Goal of the exercise:
Set down all of the entries word for word, omitting the images they contain.

(Records contained in a dataset)
────
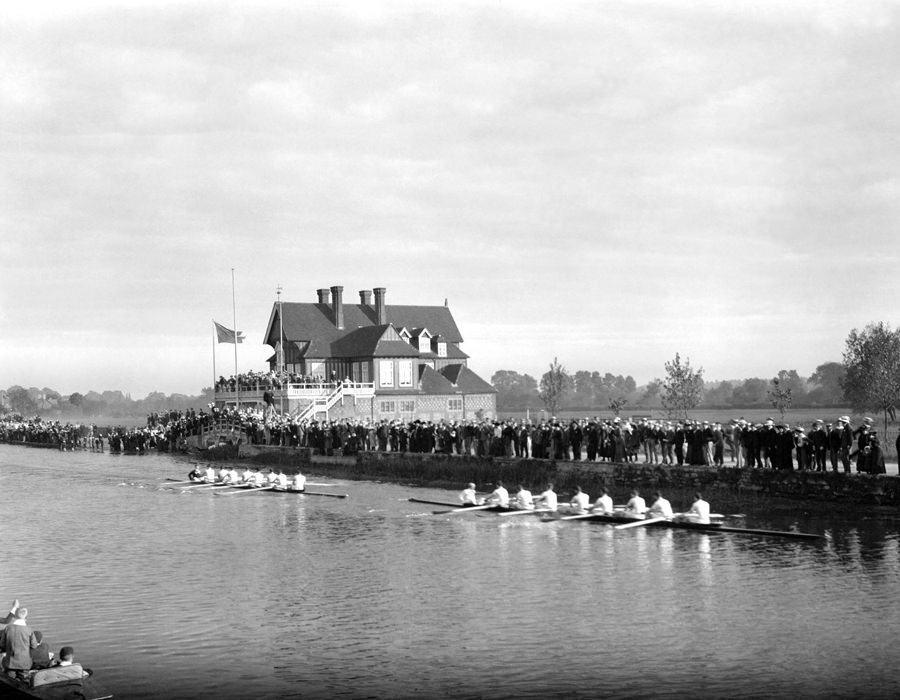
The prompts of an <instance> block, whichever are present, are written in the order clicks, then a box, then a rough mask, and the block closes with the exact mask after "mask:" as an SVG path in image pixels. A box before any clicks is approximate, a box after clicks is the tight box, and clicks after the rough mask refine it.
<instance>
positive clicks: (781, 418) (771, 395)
mask: <svg viewBox="0 0 900 700" xmlns="http://www.w3.org/2000/svg"><path fill="white" fill-rule="evenodd" d="M783 371H784V370H782V372H783ZM768 396H769V402H770V403H771V404H772V408H776V409H778V412H779V413H780V414H781V420H784V412H785V411H786V410H787V409H789V408H790V407H791V404H792V403H793V401H794V391H793V387H790V386H788V384H787V382H785V381H784V380H783V379H780V378H779V377H773V378H772V388H771V389H769V392H768Z"/></svg>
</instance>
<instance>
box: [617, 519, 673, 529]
mask: <svg viewBox="0 0 900 700" xmlns="http://www.w3.org/2000/svg"><path fill="white" fill-rule="evenodd" d="M663 520H666V518H647V519H646V520H635V521H634V522H633V523H625V524H624V525H616V526H615V528H614V529H616V530H627V529H628V528H629V527H643V526H644V525H652V524H653V523H660V522H662V521H663Z"/></svg>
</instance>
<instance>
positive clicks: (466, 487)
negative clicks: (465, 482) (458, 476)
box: [459, 483, 479, 506]
mask: <svg viewBox="0 0 900 700" xmlns="http://www.w3.org/2000/svg"><path fill="white" fill-rule="evenodd" d="M459 500H460V501H462V504H463V505H464V506H477V505H479V503H478V495H477V494H476V493H475V484H473V483H469V485H468V486H466V488H464V489H463V490H462V491H461V492H460V494H459Z"/></svg>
────
Your response:
The prompts of an <instance> block, whichever are present, are written in the order clicks, then a box, then a rough mask, and the block closes with the exact mask after "mask:" as an SVG path in image pixels. A box before any clicks is approximate, a box after clicks is the tight box, and clicks after the rough mask refine it.
<instance>
positive clicks: (781, 418) (771, 395)
mask: <svg viewBox="0 0 900 700" xmlns="http://www.w3.org/2000/svg"><path fill="white" fill-rule="evenodd" d="M783 371H784V370H782V372H783ZM768 396H769V402H770V403H771V404H772V408H776V409H778V412H779V413H780V414H781V420H784V412H785V411H786V410H787V409H789V408H790V407H791V404H792V403H793V401H794V391H793V387H790V386H788V384H787V382H785V381H784V380H783V379H780V378H779V377H773V378H772V388H771V389H769V392H768Z"/></svg>
</instance>
<instance>
box: [617, 519, 673, 529]
mask: <svg viewBox="0 0 900 700" xmlns="http://www.w3.org/2000/svg"><path fill="white" fill-rule="evenodd" d="M663 520H666V518H647V519H646V520H635V521H634V522H633V523H625V524H624V525H616V526H615V528H614V529H616V530H627V529H628V528H629V527H643V526H644V525H652V524H653V523H660V522H662V521H663Z"/></svg>
</instance>
<instance>
positive clicks: (466, 487)
negative clicks: (465, 482) (458, 476)
box: [459, 483, 479, 506]
mask: <svg viewBox="0 0 900 700" xmlns="http://www.w3.org/2000/svg"><path fill="white" fill-rule="evenodd" d="M459 500H460V501H462V504H463V505H464V506H477V505H479V503H478V495H477V494H476V493H475V484H473V483H469V485H468V486H466V488H464V489H463V490H462V491H461V492H460V494H459Z"/></svg>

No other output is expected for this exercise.